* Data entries
########################################
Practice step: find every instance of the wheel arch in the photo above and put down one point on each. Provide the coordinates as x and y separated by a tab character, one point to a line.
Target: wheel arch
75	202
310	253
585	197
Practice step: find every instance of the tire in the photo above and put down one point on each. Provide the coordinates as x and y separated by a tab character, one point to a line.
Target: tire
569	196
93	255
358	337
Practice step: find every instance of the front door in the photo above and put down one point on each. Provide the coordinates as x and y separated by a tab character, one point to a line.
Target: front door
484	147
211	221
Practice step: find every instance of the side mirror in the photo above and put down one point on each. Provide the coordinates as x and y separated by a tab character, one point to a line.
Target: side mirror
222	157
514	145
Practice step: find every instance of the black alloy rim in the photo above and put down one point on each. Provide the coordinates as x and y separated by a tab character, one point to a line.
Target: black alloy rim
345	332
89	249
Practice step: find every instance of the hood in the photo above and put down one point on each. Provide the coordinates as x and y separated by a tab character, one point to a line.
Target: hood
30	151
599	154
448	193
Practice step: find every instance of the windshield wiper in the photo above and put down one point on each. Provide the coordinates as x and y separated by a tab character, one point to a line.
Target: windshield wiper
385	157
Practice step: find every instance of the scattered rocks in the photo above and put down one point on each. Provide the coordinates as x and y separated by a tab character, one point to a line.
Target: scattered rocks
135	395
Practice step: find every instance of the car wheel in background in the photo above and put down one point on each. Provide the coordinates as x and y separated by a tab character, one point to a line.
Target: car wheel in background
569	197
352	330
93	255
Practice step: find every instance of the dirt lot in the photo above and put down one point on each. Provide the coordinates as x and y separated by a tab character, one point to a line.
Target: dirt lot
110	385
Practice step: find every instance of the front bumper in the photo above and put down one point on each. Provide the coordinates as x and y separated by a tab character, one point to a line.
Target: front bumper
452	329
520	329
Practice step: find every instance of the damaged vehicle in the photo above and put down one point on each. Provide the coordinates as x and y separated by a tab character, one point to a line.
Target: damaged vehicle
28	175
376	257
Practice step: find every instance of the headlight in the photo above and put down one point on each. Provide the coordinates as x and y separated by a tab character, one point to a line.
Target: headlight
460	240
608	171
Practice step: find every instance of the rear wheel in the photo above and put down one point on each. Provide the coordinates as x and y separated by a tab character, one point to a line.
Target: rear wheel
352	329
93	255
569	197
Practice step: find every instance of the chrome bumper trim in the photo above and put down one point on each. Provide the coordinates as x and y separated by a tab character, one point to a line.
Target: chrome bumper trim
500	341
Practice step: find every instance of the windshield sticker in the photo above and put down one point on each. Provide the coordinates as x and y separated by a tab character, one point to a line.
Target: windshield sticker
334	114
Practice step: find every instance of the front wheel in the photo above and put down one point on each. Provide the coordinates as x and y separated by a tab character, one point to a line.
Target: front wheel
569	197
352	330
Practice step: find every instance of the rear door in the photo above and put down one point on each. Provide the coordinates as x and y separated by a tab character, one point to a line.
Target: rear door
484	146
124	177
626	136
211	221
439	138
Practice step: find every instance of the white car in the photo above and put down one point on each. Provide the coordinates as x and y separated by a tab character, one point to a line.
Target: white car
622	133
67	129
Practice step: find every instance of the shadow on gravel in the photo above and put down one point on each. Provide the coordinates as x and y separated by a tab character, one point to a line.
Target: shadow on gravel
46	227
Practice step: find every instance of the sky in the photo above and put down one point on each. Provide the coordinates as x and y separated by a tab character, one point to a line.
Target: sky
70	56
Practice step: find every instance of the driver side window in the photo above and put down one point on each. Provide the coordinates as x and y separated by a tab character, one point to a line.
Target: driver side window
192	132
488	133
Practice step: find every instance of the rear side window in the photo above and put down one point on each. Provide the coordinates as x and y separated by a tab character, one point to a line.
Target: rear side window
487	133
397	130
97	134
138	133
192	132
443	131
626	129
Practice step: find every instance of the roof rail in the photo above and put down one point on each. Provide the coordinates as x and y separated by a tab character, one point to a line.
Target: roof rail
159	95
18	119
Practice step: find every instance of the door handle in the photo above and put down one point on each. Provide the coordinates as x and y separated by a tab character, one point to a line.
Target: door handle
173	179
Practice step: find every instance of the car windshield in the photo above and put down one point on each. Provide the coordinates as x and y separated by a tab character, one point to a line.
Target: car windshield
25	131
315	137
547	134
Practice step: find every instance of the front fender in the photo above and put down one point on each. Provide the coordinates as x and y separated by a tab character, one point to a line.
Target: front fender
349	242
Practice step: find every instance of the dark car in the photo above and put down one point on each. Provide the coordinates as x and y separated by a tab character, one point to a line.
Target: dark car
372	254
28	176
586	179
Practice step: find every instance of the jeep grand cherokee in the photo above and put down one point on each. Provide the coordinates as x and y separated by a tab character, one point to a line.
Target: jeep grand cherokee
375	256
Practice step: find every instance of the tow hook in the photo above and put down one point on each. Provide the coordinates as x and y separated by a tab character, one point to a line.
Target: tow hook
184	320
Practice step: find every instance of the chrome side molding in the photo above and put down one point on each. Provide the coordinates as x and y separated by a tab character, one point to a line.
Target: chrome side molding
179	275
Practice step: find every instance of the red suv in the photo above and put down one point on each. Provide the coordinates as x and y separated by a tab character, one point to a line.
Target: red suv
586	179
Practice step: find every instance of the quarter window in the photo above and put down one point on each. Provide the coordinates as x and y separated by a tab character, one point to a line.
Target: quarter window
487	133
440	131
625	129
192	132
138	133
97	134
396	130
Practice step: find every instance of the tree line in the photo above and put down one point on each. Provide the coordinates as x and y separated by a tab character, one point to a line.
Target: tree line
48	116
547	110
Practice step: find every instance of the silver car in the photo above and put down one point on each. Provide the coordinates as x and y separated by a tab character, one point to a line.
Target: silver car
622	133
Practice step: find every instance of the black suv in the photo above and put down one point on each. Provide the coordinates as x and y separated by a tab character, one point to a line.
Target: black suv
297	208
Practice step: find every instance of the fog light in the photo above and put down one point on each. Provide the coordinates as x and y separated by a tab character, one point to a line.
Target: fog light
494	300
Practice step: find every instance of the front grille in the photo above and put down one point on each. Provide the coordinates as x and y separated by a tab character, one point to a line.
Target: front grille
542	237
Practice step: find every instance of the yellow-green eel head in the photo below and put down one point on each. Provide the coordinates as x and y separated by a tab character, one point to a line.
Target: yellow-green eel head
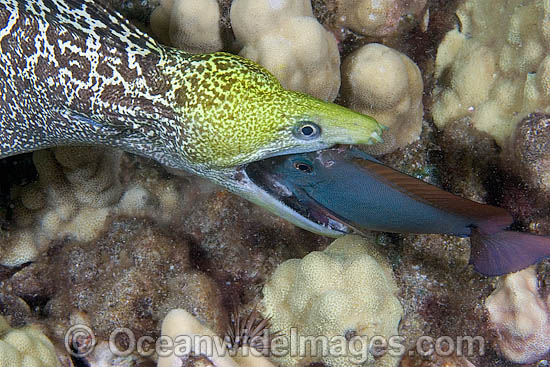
########################################
* Problem to solve
Copy every line above exactly, leaving no picture in the copy.

* Your solution
Practice step: find every instance of the wheel arch in the photo above and put down one point on each. Provide the coordinates as x and y separated by a tab character, one point to a line.
Target: wheel arch
75	202
310	253
585	197
Practice step: find every instance of the tire in the photo above and put down one point on each. Provide the coordinates as x and y separated by a tab character, one point to a line.
Target: tire
569	196
93	255
358	337
Practice step: find every instance of the front door in the photo above and put down one point on each. Provide the coordinates as x and y separated by a tab character, one point to a line.
Target: front door
484	147
211	221
Practice step: find every instance of the side mirror in the photo above and put down one point on each. Provide the coordinates as x and y separated by a tab character, one point to a line.
Target: side mirror
222	157
514	145
Practice step: find every instance of the black alloy rim in the photo above and put down one point on each. Provide the coordinates as x and y separated by a tab character, one point to a line.
Target: black alloy rim
345	332
89	249
Practice step: find every instance of the hood in the photo above and put down one point on each. Provide the coordinates as x and y separated by a tab character, one point to a line.
Target: hood
30	151
599	154
448	193
Practice step: find every instance of the windshield wiper in the photo above and put down one point on each. Provide the coordinates as x and y separated by a tab character, one point to a line.
Target: windshield wiper
385	157
Practice step: find every instance of the scattered rocks in the photo above and put down one point on each. Provide the coordinates as x and y separated by a tab character, one point to a line.
Target: scattered rocks
135	395
Practice step: find every instance of the car wheel in background in the photo above and put down one point on each. Provide the coordinates as x and y separated by a tab character, one point to a line.
Target: car wheel in background
569	197
352	330
93	255
Practice step: find every instance of the dirt lot in the photo above and put down one point on each. Provide the coordinates as x and y separated by a tab character, one point to a line.
Target: dirt lot
110	385
Practice step: find every instance of the front bumper in the photo above and put down one point on each. Provide the coordinates as x and y separated by a tab character, one point to a line.
Target: front bumper
452	329
520	329
Practice step: find every instance of the damaged vehicle in the photo above and put down one point on each. Provide the coordinates as x and y separated by a tab character, one point to a line.
Target: damaged vehicle
28	175
376	257
Practice step: find every instance of the headlight in the photo above and put down one point on each. Provide the coordinates as x and y separated by a tab character, one point to a line.
Target: headlight
460	240
608	171
Practice step: find every instance of the rear wheel in the photo above and put down one point on each. Provide the coordinates as x and y separated by a tab character, one point to a line.
Target: rear wheel
352	329
93	255
569	197
Practice step: find every instance of the chrome bumper trim in the photo above and put down one point on each. Provide the coordinates as x and y separated by a tab character, one point to a line.
Target: chrome bumper trim
500	341
Practice step: find every instance of the windshield sticker in the photo above and put down one point on each. Provide the coordinates as x and y separated by a tab character, one point to a line.
Target: windshield sticker
334	114
Practice step: find every instance of the front wheel in the photo above and put down one point on each. Provide the coordinates as x and y separated by a tab character, one point to a line.
Target: front wheel
569	197
352	330
Practice step: find every instance of the rear door in the photo above and put down one point on each. Provide the coordinates as x and y separated by a tab character, one point to a line.
Target: rear door
484	146
124	177
626	136
211	221
439	138
Practice step: find every instance of the white car in the photo above and put down one point on each. Provide the coordinates as x and y separated by a tab character, one point to a line.
Target: white car
622	133
67	129
Practice step: find every instance of the shadow on gravel in the photo above and put down one point on each. Provide the coordinates as x and y separated by a tab character, one point to a line.
Target: shadow on gravel
46	227
Practice step: find every instance of the sky in the photo above and put down one point on each. Provide the coordinates as x and y separated by a tab character, one point to a line.
Target: sky
70	56
Practice step: find every instance of the driver side window in the photo above and put down one point on each. Provide the coordinates as x and y separated by a tab character, one point to a line.
Target: driver side window
192	132
488	133
Practice step: find every instance of the rear side window in the photo above and put down one point on each. Provide the coordinates as x and y separated by a tab character, one point to a line.
Target: rear side window
487	133
397	130
97	134
138	133
192	132
443	131
626	129
Practice step: find every instance of the roof rail in the photo above and put down one point on each. Provide the coordinates as x and y separated by a tab character, one point to a line.
Target: roof rail
159	95
18	119
Practice step: find every instance of the door handle in the photo above and put down one point on each. Provide the coordinates as x and y separated by a tab character, one point to a line.
Target: door handle
173	179
Practice step: find every instance of the car windshield in the photo above and put down one point on each. Provide the coordinates as x and y separated by a tab character, one point to a line.
Target: car windshield
25	131
315	137
547	134
Practice step: find every instance of the front fender in the photo above and put down one point on each. Provide the coordinates as x and y separated by a tab character, one point to a line.
Target: front fender
349	242
Practice step: find every instance of the dark car in the photo above and put down one point on each. Provide the coordinates as x and y separated by a tab character, one point to a line.
Target: dark car
372	254
28	176
586	179
Practice step: find every instance of the jeep grand cherokee in the photo above and put down one point on each. Provide the coordinates as x and y separated by a tab character, one point to a line.
Target: jeep grand cherokee
375	256
Practice step: find every instance of the tow hook in the photo above and put down one point on each. Provide the coordinates as x and y separated by a tab character, one point to a line.
Target: tow hook
184	320
Practice step: find every instance of the chrome side molding in the photo above and put down one point on each. Provide the coordinates as x and y separated by a tab character, one point to a line.
Target: chrome side molding
179	275
Practice step: find every instance of the red suv in the photo above and put down one point on each. Provide the coordinates as x and y separated by a tab character, one point to a line.
Target: red suv
586	179
Practice step: find every instance of the quarter window in the photo above and put down one point on each. Provide the coordinates as x and y separated by a tab character, one point to a line.
Target: quarter window
487	133
440	131
625	129
192	132
138	133
97	134
396	130
Practice step: find every instance of the tree line in the photo above and put down one point on each. Provide the coordinates as x and y separated by a tab character, one point to a line.
Target: tree line
48	116
547	110
Practice step: find every instance of the silver car in the photo above and put down one point on each. Provide the coordinates as x and y separated by a tab character, one point to a line.
Target: silver car
622	133
Practice step: find every instance of the black suv in the photo above and put down one point on each. Provide the coordinates as x and y separated by a tab character, one point to a line.
Target: black suv
297	208
Practice step: find every instance of the fog light in the photo above and put down one point on each. Provide the coordinates as x and y separated by a tab character, one point to a line.
Target: fog light
494	300
Practice step: find every instance of the front grille in the photo above and put down one point on each. Provide the coordinates as x and y separated by a tab character, one point to a line.
Target: front grille
542	237
Practice step: find every instance of the yellow-green eel head in the photo below and put down one point on each. Provide the coordinates as x and y separated by a tab character, one point to a line.
Target: yellow-green eel head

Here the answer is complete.